Ich dachte, dass ich vielleicht mit urlConn.getDate() Ausgabe sehen könnte ob ich verbunden bin - da kommt aber nur eine 0 als Ausgabe. Bin ich auf dem richtigen Weg?

Und wenn ich dann weiß, dass ich verbunden bin, wie fische ich dann eine Datei von der Festplatte, bastel sie in ein Bytearray um sie dann auf dem Server abzulegen...?

Das Letzte dann noch: Ich bin ja dann auf einem ftp Server - muss ich die connection von Hand wieder beenden(bzw mit einem urlConn....close...shutdown...was weis ich...) beenden??

Gruß ConBug!

 :bahnhof:


----------



## P3AC3MAK3R (9. Jul 2004)

Verschoben: Netzwerkprogrammierung mit Java


----------



## DP (11. Jul 2004)

so bekommst du imho nie einen upload hin. nimm dir ein framework (ich kann aus produktionserfahrung bis auf wenige ausnahmen das lgpl von enterprisedt empfehlen.

damit kannst du auf dem server machen was du willst.

wenn du codebeispiele brauchst, dann sag bescheid.

cu


----------



## Felix (11. Jul 2004)

DP hat gesagt.:
			
		

> nimm dir ein framework (ich kann aus produktionserfahrung bis auf wenige ausnahmen das lgpl von enterprisedt empfehlen.
> 
> damit kannst du auf dem server machen was du willst.
> cu



 :?: ich habe ein ähnliches problem, wo bekomme ich dieses framework?

★ ★ ★

## VORGEGEBENES ZIEL 1
Beantworte diese Fragen zum Textauszug über den FTP-Upload mit Java:
(a) Welche Ausgabe erhält ConBug mit urlConn.getDate()?
(b) Wohin hat P3AC3MAK3R das Thema verschoben?
(c) An welchem Datum schreiben DP und Felix ihre Beiträge?
## VORGEGEBENES ZIEL 2
Führe den Textauszug über den FTP-Upload mit Java im Anschluss an die Frage von Felix weiter.
Für die Bearbeitung ist das Material nicht erforderlich.

## DATENAUSZUG

★ ★ ★

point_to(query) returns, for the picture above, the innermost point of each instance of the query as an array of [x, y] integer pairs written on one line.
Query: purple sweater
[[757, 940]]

★ ★ ★

## ENDERGEBNIS 1
(a) Eine 0.
(b) Nach „Netzwerkprogrammierung mit Java“.
(c) Am 11. Jul 2004.

## ENDERGEBNIS 2
MFG
Felix


----------



## DP (11. Jul 2004)

Felix hat gesagt.:
			
		

> DP hat gesagt.:
> 
> 
> 
> ...



hier:

http://www.enterprisedt.com/products/edtftpj/overview.html 

grüße


----------



## ConBug (12. Jul 2004)

@DP

Danke schön, ich habe mir das mal angeschaut - sieht für dn Zweck ftp gut aus. 
Ich muss im Endefekt aber ganz woanders hin...wie ich gerade merke...das Ganze wird mit ftp Server doch überhaupt nix mehr zu tun haben, daher werde ich zwei Programme basteln müssen, Server + Client über eine Socket Verbindung.

Aber es schent ja trotzdem hilfreich gewesen zu sein...für mich, weil ich jetzt weiß, dass es anders werden muss und

für Felix weil der das villeicht so benutzn kann.

Danke - Gruß ConBug


----------



## Felix (12. Jul 2004)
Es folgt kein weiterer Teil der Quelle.